Assignment:
Continue the Irish Oaks racing preview below, picking up after its final sentence.
---------- Provided passage
THE Darley Irish Oaks roll of honour features just two Irish trainers for the last decade. The dog on the street can name one of them, but not everyone will immediately get the second.
Aidan O'Brien has won the race three times when he completed a hat-trick between 2006 and 2008 and he has three runners in tomorrow's eight-runner renewal as he bids to land the race for a fourth time.
Tommy Stack and Jim Bolger are the only two other Irish trainers contesting the penultimate home Classic of the season and with the former a debatable participant due to the ground and the latter a long priced outsider, it would appear that O'Brien could be the main Irish hope once again.
Have you remembered that other Irish trainer yet? Hint ... he also won the Champion Hurdle and Gold Cup at Cheltenham in years gone by ... we'll come back to it.
This year's renewal will nestle into the increasingly fashionable Saturday evening slot which is being used more and more regularly to encourage crowds and interest, but there is one underlying story that could well be greeted by a very popular reception by those in attendance.
The vast majority of racegoers who will make the turnstiles click at HQ tomorrow evening will have been touched by the loss of Henry Cecil to cancer last month and therefore most, leaving financial investments aside, will be united in wishing his widow Lady Jane Cecil and the Warren Place team all the best with Riposte.
It was fitting that Cecil's Riposte, who carries the colours of the extremely loyal Prince Khalid Abdullah, was such an impressive winner of the Ribblesdale at Royal Ascot and immediately the Irish Oaks was earmarked.
It cost €40,000 to supplement Riposte for the race on Monday and ever since, the sustained support via the bookmakers, as well as the exit of Secret Gesture from the field, means that Riposte is now 5/2 joint favourite with Epsom Oaks heroine Talent. Yet again, it's an intriguing contest, as you would expect and hope for in an Irish Classic, and although us Irish love dominating, you get the feeling that a victory for Warren Place and Waterford native Tom Queally, would be one of the more popular results of tomorrow's feature.
It's unlikely that the winner of the race will be quite as popular as Vintage Tipple was 10 years ago when he gave Paddy Mullins a memorable Classic success and if you didn't get it by now, only the legendary Mullins has joined O'Brien in sending out an Irish winner of this race in the last 10 years.
--------------------
---------- Data records
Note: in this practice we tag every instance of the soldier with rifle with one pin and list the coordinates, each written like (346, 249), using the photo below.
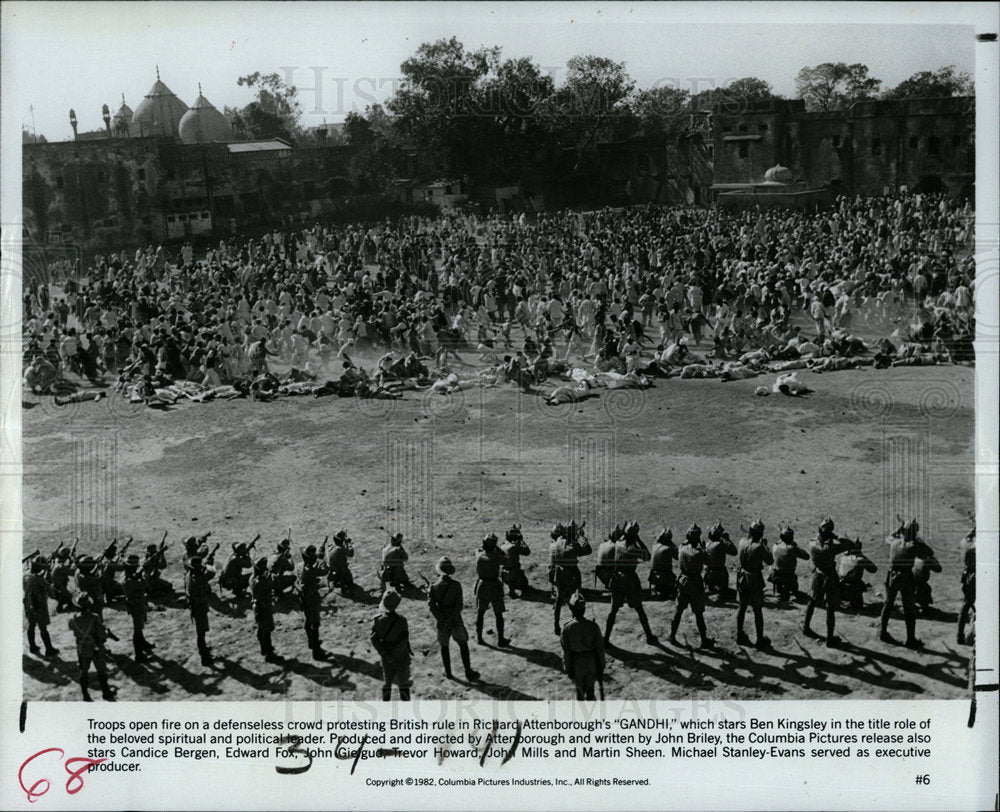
(851, 569)
(390, 637)
(134, 589)
(690, 587)
(568, 544)
(489, 588)
(753, 554)
(283, 568)
(339, 564)
(512, 573)
(312, 574)
(583, 650)
(198, 588)
(262, 593)
(787, 555)
(625, 584)
(716, 575)
(825, 585)
(967, 552)
(36, 603)
(394, 557)
(662, 579)
(444, 598)
(905, 546)
(90, 634)
(236, 573)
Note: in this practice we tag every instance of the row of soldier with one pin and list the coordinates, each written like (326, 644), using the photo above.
(838, 568)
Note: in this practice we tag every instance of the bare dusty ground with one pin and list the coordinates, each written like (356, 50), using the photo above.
(446, 470)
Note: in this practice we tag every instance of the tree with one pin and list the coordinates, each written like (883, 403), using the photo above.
(594, 98)
(274, 113)
(944, 82)
(835, 85)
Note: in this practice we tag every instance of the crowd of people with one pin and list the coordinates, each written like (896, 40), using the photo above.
(563, 301)
(89, 585)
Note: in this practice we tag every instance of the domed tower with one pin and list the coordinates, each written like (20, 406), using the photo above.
(203, 124)
(160, 112)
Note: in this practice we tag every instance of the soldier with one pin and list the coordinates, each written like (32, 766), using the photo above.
(313, 572)
(923, 596)
(786, 555)
(823, 553)
(512, 574)
(583, 649)
(716, 575)
(606, 553)
(236, 574)
(489, 588)
(851, 569)
(261, 591)
(88, 582)
(36, 606)
(753, 554)
(568, 544)
(445, 601)
(391, 639)
(197, 587)
(393, 570)
(967, 551)
(283, 569)
(905, 546)
(625, 584)
(690, 586)
(662, 580)
(90, 634)
(340, 564)
(134, 589)
(60, 571)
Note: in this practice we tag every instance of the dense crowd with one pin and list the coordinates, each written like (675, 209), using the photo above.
(613, 297)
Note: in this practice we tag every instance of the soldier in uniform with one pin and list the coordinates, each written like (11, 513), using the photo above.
(313, 572)
(236, 574)
(36, 606)
(90, 634)
(283, 569)
(445, 601)
(512, 573)
(391, 639)
(753, 554)
(340, 564)
(690, 586)
(262, 594)
(394, 557)
(716, 575)
(568, 544)
(197, 587)
(583, 649)
(60, 572)
(607, 551)
(967, 551)
(823, 553)
(662, 579)
(905, 546)
(625, 584)
(134, 590)
(787, 554)
(851, 569)
(489, 588)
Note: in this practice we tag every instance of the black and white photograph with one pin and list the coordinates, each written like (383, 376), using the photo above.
(374, 354)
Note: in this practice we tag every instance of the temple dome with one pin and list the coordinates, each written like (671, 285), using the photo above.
(160, 112)
(203, 124)
(778, 174)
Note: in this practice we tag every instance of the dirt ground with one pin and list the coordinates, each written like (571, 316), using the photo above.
(447, 469)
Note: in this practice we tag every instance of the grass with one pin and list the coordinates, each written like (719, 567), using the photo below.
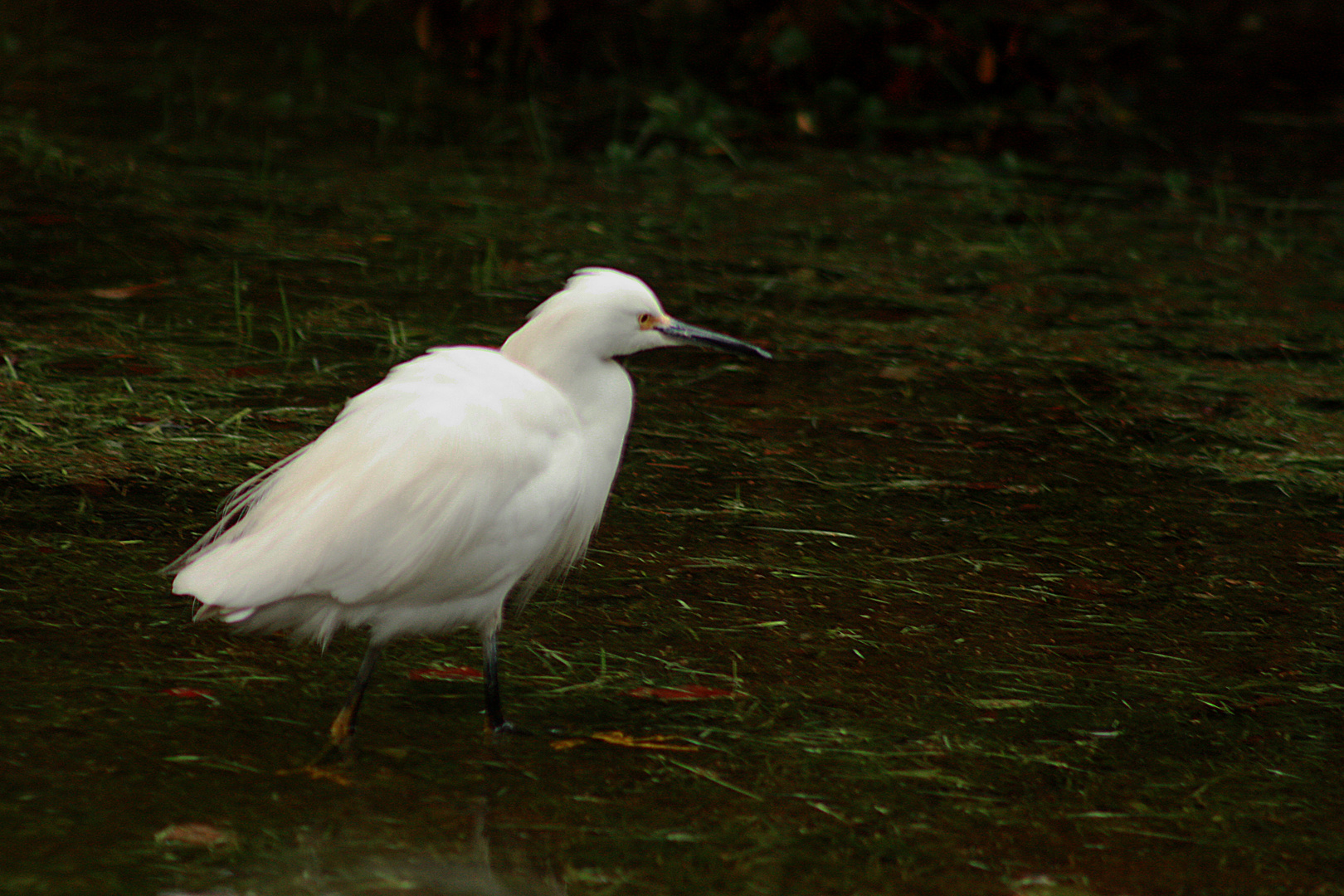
(1020, 562)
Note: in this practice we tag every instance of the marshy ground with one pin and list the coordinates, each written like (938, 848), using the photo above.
(1018, 571)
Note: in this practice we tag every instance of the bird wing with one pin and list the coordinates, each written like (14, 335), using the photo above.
(455, 476)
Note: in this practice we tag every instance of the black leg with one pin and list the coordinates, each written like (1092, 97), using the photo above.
(494, 709)
(343, 727)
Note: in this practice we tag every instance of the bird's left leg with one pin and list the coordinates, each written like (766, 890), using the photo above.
(343, 727)
(494, 709)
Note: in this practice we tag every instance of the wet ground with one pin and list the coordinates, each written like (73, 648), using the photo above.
(1015, 572)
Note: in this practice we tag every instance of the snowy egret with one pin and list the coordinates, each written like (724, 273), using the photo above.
(465, 476)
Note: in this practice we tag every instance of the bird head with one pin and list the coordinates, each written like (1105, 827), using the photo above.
(608, 314)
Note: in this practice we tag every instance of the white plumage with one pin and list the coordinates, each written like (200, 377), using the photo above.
(464, 476)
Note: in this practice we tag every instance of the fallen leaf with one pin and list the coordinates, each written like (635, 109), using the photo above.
(689, 692)
(652, 742)
(197, 835)
(455, 674)
(124, 292)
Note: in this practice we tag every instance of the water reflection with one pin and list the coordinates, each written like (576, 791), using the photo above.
(339, 869)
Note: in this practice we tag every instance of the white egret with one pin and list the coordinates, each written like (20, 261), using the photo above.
(465, 476)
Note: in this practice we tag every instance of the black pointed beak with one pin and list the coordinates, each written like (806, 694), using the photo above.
(698, 336)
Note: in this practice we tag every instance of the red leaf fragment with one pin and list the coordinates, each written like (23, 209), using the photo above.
(197, 835)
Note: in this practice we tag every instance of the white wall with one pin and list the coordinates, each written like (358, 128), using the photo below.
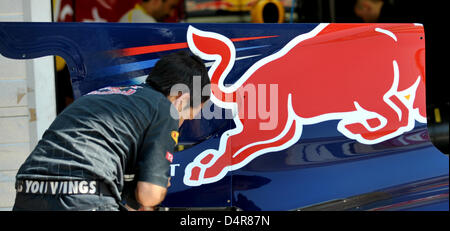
--------------------
Solved problem:
O'Brien's three-pronged attack on the race tomorrow sees his son Joseph side with Just Pretending over the unbeaten Venus De Milo, to the bookies at least, that has proved a bit of a surprise.
Just Pretending was no match for Riposte at Royal Ascot and on all known form, it's hard to see how she can turn that around, whereas stable companion Venus De Milo, unraced as a two-year-old, has made up for lost time by winning her two starts to date.
She won her maiden when ridden by Seamie Heffernan at Fairyhouse with Joseph finishing in third on a shorter priced colt, and then won the Oaks Trial At Naas when O'Brien rode odds-on shot Moth. Incidentally, Bunairgead was third behind Venus De Milo at Naas and subsequently she won a listed contest at Roscommon.
It will be interesting to see if the O'Brien filly can make the transition to this sort of level at this stage of her career.
In some respects, Venus De Milo goes into tomorrow's race similarly to how Talent went into the Epsom Oaks, albeit Ralph Beckett's filly was a much bigger price on that occasion.
Having won her last two starts, Talent caused a major shock when going on to win at Epsom and beating her more fancied stable companion by three and three parts of a length.
Talent progressed beyond expectations and connections will feel if she turns up in that same type of form, that she will leave the Curragh a dual Oaks winner.
It is Riposte that gets the nod of confidence from this corner however, on the basis that she too is on the upgrade and she couldn't have been more impressive when winning the Ribblesdale and would be a popular victor under the sun on the Curragh plains, with Henry Cecil undoubtedly casting a watchful eye from above.